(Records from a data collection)
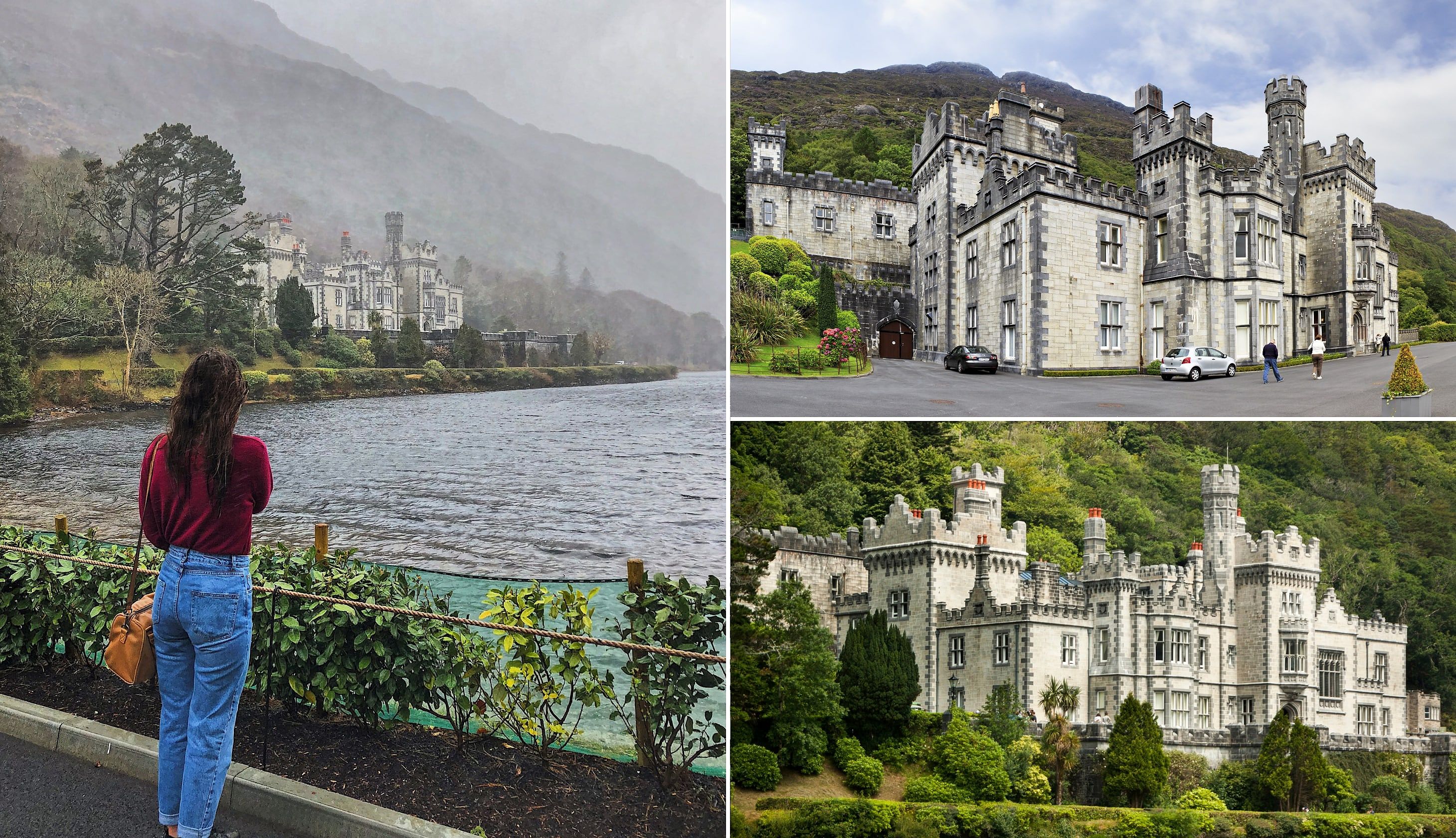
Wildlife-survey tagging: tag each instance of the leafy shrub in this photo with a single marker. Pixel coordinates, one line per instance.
(771, 255)
(676, 616)
(755, 769)
(741, 264)
(1436, 331)
(1406, 378)
(848, 750)
(1202, 799)
(548, 682)
(864, 774)
(257, 384)
(931, 789)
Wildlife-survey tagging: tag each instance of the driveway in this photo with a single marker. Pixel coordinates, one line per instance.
(912, 390)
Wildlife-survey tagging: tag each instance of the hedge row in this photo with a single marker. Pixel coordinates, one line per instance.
(798, 818)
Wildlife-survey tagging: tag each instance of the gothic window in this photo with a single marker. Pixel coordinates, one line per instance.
(1269, 241)
(884, 226)
(1180, 646)
(1001, 649)
(1010, 330)
(899, 604)
(1331, 674)
(825, 219)
(1365, 720)
(1110, 318)
(1008, 244)
(1110, 245)
(1293, 656)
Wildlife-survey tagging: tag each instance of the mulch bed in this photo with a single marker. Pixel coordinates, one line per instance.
(499, 786)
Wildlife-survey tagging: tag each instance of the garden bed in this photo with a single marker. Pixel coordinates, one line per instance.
(496, 785)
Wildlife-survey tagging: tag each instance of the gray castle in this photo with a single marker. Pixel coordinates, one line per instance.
(1002, 242)
(1218, 644)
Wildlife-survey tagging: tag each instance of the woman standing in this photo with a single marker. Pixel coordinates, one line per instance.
(200, 512)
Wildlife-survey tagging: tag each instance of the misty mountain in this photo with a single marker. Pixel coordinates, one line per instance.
(337, 145)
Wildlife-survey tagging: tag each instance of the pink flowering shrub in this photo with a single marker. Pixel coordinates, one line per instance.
(839, 344)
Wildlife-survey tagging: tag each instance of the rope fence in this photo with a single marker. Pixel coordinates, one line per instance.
(549, 634)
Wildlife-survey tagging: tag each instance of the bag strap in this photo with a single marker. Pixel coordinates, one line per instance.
(146, 502)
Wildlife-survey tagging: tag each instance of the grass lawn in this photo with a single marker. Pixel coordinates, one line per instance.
(760, 368)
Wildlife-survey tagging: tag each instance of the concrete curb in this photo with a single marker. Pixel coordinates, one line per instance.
(268, 798)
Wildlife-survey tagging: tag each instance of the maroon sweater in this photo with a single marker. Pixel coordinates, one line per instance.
(168, 519)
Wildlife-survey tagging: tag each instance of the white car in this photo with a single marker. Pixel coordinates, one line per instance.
(1196, 362)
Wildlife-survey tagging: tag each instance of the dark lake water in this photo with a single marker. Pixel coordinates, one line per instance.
(549, 483)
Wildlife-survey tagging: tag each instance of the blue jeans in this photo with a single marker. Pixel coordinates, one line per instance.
(1272, 365)
(203, 619)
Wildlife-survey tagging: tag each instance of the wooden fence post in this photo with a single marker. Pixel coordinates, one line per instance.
(637, 576)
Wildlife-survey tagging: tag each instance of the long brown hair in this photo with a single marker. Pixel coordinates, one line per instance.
(201, 421)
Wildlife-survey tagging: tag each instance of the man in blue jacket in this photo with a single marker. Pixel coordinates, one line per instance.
(1272, 362)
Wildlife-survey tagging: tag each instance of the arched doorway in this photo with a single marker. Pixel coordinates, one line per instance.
(896, 340)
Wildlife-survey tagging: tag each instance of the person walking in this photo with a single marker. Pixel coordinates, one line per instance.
(1272, 362)
(200, 511)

**WHAT THE TASK ASKS**. In the copy, keep every line of the data above exactly and drop each picture.

**RESULT**.
Wildlife-survey tagging: tag each instance of the leafy shrub in this photo with a single marker. Pixel coordinates, one line per instance.
(771, 255)
(676, 616)
(755, 769)
(741, 264)
(1436, 331)
(1406, 378)
(848, 750)
(1202, 799)
(548, 682)
(864, 774)
(257, 384)
(931, 789)
Wildlife-survey tagging: tag each instance of the driveway in this photo with a single marker. Pixel coordinates, one line per instance.
(912, 390)
Wildlife-survey tagging: tag each instance of the hedge row in this photo with a single marker. Pixel coordinates, one line per instance.
(798, 818)
Wildlife-survey tagging: tag each instance of the gothic window in this photo with a single marker. Pixel coordinates, one line per instance.
(1269, 241)
(884, 226)
(1180, 646)
(1001, 649)
(1010, 330)
(899, 604)
(1331, 674)
(825, 219)
(1365, 720)
(1110, 318)
(1008, 244)
(1110, 245)
(1293, 656)
Wildlife-survey tagging: tag each instance of the mulch bed in this photo with a single marker. Pixel coordinates, one line per instance.
(499, 786)
Wildlife-survey tagging: tag each instance of the garden bed in this photo with a single marker. Pixel coordinates, one line per instance.
(496, 785)
Wildlife-survey tagging: tag each instance of the gray castle in this photo with a single marker. Pixel coordinates, one line per instance.
(1002, 242)
(1218, 644)
Wildlife-survey tagging: tag each instance of the woman standing in this photo with a single marker. Pixel coordinates, one line per instance.
(200, 512)
Wildlife-survey tagging: tag each instance of the misty mountain in this photo with a single marker. Pixel coordinates, one line per instance.
(337, 145)
Wildlife-survey tagging: tag each instance of the pink flowering shrub in this photo with a single marker. Pixel coordinates, one line per instance.
(839, 344)
Wildlife-survey tagging: tag each instance of the rope fence in this photo with a single marker. Pixel coordinates, one line per instance.
(549, 634)
Wildlife-survey tagging: tag each instance of the bag strap in this photo with a single marker. Pixel coordinates, one line per instance.
(146, 502)
Wildlife-survey tagging: tag each instance of the grass lawn in this photo with a single marker. Pixel coordinates, one line per instance.
(760, 368)
Wildlife-survey tagging: tag each instance of the concrete curb in this photo with a single marker. Pixel coordinates, one line per instance.
(268, 798)
Wildlife-survey tagging: tag each instance of the maroon sweater in this photo with a single marker. Pixel coordinates, one line per instance.
(168, 519)
Wildlife-survey tagging: tag each instance of the white car in this photo with a single marker. Pixel coordinates, one line per instance.
(1196, 362)
Wildlife-survey tagging: tag each instance of the dark lake water in this photo with a single marker. Pixel coordinates, one line per instance.
(549, 483)
Wildlife-survey tagging: tag each instance of the blue jeans in this photo with a single marker. Pixel coordinates, one line per instance.
(1272, 365)
(203, 619)
Wildlife-survey tagging: tag each instance of the wooden fence post in this photo with a single marker. Pixel coordinates, one line per instance.
(637, 576)
Wildlife-survey tagging: tag each instance of the long brown hair in this photo with a single marker. Pixel coordinates, one line per instance.
(201, 421)
Wildlife-survey tagging: tag each instance of the man in blue jacket in this photo with a single marker. Pixel coordinates, one line per instance.
(1272, 362)
Wildlife-survey tagging: tag each instance of the arched doorway in this photo with a single marker. Pixel coordinates, one line per instance.
(896, 340)
Wildlife-survey tagging: tag each instance of the person walking in this photo with a single marker. Pixel coordinates, one line per instance.
(1272, 362)
(200, 511)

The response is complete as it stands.